REQUIRED WORK –
a) In the mailing list message, about how large could the database become after 5 years?
b) Retype the part of the mailing list message that opens with the words containing "On Jun 1, 2011, at" and closes with "the PostgreSQL database.".

Re: Need suggestion

From: Ben Chobot <bench(at)silentmedia(dot)com>
To: Carl von Clausewitz <clausewitz45(at)gmail(dot)com>
Cc: pgsql-general <pgsql-general(at)postgresql(dot)org>
Subject: Re: Need suggestion
Date: 2011-06-02 16:32:54
Message-ID: FFCD031D-068D-4C52-B37F-1FE99E1B213A@silentmedia.com
Views: Raw Message | Whole Thread | Download mbox | Resend email
Thread:
Lists: pgsql-general

On Jun 1, 2011, at 1:08 AM, Carl von Clausewitz wrote:

> Hello Everyone,
>
> I got a new project, with 100 user in Europe. In this case, I need to handle production and sales processes an its documentations in PostgreSQL with PHP. The load of the sales process is negligible, but every user produces 2 transaction in the production process, with 10-30 scanned documents (each are 400kb - 800kb), and 30-50 high resolution pictures (each are 3-8 MB), and they wanted to upload it to 'somewhere'. 'Somewhere' could be the server files system, and a link in the PostgreSQL database for the location of the files (with some metadata), or it could be the PostgreSQL database.
>
> My question is that: what is your opinion about to store the scanned documentation and the pictures in the database? This is a huge amount of data (between daily 188MB and 800MB data, average year is about 1 TB data), but is must be searchable, and any document must be retrieved within 1 hour. Every documentations must be stored for up to 5 years... It means the database could be about 6-7 TB large after 5 years, and then we can start to archive documents. Any other data size is negligible.
>
> If you suggest, to store all of the data in PostgreSQL, what is your recommendation about table, index structure, clustering, archiving?

SOURCE DATA –
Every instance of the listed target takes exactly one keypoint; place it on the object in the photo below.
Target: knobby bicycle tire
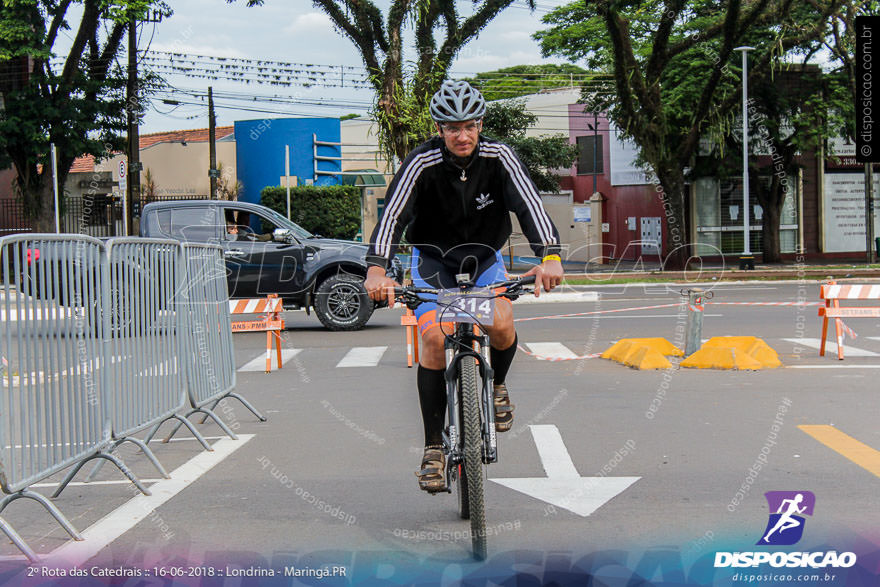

WRITTEN RESPONSES –
a) About 6-7 TB.

b)
On Jun 1, 2011, at 1:08 AM, Carl von Clausewitz wrote:

> Hello Everyone,
>
> I got a new project, with 100 user in Europe. In this case, I need to handle production and sales processes an its documentations in PostgreSQL with PHP. The load of the sales process is negligible, but every user produces 2 transaction in the production process, with 10-30 scanned documents (each are 400kb - 800kb), and 30-50 high resolution pictures (each are 3-8 MB), and they wanted to upload it to 'somewhere'. 'Somewhere' could be the server files system, and a link in the PostgreSQL database for the location of the files (with some metadata), or it could be the PostgreSQL database.